─── DATA TO PROCESS ───

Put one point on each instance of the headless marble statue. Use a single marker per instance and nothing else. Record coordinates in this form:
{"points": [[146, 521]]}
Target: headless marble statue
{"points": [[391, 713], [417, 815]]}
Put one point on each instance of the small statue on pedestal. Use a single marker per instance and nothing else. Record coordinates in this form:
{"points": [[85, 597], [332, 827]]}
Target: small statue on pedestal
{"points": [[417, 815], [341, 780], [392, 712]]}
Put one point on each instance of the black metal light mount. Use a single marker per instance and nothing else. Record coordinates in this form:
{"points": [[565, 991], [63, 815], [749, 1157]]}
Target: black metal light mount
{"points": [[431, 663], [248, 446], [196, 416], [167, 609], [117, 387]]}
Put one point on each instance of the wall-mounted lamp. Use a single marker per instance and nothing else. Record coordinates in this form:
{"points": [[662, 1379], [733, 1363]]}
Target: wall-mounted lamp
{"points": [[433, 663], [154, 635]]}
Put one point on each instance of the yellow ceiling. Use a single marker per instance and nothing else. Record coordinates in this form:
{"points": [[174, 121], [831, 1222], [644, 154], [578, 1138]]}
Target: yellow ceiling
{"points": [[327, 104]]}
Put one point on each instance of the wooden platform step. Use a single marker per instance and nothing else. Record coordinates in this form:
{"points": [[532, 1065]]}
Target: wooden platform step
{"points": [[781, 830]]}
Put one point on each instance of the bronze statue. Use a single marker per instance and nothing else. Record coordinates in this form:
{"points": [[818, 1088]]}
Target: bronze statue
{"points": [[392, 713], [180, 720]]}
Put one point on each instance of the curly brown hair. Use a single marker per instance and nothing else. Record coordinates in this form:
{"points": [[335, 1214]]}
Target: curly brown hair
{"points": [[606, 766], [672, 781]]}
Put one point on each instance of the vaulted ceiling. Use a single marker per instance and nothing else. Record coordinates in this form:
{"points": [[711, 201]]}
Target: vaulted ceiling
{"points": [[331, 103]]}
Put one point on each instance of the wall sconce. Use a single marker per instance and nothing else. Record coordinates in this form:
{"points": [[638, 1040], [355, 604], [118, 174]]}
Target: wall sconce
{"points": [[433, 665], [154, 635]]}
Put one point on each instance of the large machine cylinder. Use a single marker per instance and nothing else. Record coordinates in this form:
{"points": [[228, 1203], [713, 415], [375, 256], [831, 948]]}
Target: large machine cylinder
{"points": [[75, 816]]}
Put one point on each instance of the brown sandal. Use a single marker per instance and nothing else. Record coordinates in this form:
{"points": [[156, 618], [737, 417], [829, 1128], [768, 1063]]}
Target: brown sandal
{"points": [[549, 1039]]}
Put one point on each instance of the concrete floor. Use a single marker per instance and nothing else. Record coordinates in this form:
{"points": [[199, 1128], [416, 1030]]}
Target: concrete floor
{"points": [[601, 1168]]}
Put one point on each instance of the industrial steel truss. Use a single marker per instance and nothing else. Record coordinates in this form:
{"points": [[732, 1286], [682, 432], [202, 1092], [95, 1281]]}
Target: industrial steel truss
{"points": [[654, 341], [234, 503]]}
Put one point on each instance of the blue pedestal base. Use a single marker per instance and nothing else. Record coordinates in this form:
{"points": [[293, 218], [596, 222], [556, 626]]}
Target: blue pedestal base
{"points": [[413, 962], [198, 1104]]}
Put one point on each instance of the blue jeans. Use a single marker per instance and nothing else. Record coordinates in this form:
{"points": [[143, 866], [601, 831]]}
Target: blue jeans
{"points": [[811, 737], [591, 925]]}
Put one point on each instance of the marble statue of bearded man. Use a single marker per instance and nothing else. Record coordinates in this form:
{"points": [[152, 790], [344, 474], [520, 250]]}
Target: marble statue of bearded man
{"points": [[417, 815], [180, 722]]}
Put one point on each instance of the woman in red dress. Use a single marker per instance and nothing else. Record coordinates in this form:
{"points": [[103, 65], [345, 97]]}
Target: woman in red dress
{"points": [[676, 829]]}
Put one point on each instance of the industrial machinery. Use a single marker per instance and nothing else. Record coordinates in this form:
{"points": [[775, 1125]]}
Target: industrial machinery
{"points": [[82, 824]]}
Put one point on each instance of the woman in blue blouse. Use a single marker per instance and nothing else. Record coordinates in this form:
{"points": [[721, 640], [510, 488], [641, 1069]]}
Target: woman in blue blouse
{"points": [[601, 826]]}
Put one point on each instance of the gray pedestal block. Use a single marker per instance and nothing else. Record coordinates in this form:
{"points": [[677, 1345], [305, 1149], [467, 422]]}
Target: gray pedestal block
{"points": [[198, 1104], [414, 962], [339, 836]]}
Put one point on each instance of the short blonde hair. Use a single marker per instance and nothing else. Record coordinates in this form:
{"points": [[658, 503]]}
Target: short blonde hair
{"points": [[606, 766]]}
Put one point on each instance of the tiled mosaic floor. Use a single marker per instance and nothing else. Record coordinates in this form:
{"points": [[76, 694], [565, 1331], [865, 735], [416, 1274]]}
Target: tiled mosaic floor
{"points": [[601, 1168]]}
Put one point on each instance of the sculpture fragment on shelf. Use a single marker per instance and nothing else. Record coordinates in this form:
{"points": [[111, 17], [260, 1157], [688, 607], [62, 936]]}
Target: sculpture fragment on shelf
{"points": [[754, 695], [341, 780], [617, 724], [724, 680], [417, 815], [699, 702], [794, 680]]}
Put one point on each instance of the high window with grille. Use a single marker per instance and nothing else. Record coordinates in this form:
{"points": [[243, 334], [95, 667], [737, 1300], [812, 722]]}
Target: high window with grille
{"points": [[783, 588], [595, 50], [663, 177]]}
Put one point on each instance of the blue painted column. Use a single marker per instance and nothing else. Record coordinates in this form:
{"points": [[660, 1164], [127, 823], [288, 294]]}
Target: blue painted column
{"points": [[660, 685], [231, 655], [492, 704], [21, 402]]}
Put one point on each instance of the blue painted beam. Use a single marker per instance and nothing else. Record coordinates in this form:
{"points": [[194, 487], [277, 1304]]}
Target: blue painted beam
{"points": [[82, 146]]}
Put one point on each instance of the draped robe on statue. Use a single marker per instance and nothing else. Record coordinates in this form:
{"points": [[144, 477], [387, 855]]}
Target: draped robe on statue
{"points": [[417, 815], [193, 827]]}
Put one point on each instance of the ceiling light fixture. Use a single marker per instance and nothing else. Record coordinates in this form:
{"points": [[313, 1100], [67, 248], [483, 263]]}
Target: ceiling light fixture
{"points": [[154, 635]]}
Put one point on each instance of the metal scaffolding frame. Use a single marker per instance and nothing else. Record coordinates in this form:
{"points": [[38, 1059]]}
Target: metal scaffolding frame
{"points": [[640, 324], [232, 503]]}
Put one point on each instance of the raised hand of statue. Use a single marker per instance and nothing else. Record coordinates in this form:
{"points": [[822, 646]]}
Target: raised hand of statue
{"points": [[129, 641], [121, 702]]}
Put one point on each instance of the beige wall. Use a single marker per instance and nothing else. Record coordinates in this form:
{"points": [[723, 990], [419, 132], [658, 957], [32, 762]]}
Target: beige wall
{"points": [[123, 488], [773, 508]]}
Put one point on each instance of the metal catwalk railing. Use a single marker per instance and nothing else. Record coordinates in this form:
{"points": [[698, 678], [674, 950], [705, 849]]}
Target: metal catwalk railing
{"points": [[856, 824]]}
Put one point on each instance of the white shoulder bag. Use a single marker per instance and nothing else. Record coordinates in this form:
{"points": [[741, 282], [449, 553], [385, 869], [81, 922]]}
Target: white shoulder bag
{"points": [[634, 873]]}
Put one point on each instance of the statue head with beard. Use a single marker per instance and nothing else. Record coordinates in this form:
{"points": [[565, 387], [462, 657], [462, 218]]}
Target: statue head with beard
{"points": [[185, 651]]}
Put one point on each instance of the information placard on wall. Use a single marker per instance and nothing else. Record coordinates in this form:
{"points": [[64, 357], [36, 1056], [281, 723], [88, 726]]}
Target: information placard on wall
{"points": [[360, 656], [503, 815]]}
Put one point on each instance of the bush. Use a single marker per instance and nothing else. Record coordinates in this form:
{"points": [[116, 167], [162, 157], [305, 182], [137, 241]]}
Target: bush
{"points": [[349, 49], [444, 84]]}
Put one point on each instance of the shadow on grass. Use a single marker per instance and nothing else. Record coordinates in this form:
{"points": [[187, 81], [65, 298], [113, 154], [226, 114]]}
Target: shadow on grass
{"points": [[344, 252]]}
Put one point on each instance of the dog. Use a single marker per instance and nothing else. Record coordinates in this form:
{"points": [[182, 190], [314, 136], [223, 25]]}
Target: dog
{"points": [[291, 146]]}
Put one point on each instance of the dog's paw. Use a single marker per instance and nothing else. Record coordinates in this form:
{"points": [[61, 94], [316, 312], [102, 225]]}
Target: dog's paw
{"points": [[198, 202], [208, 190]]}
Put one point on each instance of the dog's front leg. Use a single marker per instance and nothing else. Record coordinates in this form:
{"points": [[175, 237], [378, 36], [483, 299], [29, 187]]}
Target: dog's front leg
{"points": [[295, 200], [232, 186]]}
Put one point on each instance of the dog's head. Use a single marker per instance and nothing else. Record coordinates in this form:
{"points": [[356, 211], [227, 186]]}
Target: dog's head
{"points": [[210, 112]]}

───

• [EXERCISE OBJECTIVE]:
Rewrite everything from the line containing "Put one point on each instance of the dog's head." down to the end of the rows above as a JSON list of strings, one string per line, leaving out blank lines.

• [OUTPUT BELOW]:
[
  "Put one point on each instance of the dog's head. Use a single marker per instance and nothing else. Record coordinates in this form:",
  "{\"points\": [[356, 211], [227, 186]]}",
  "Target: dog's head",
  "{\"points\": [[210, 112]]}"
]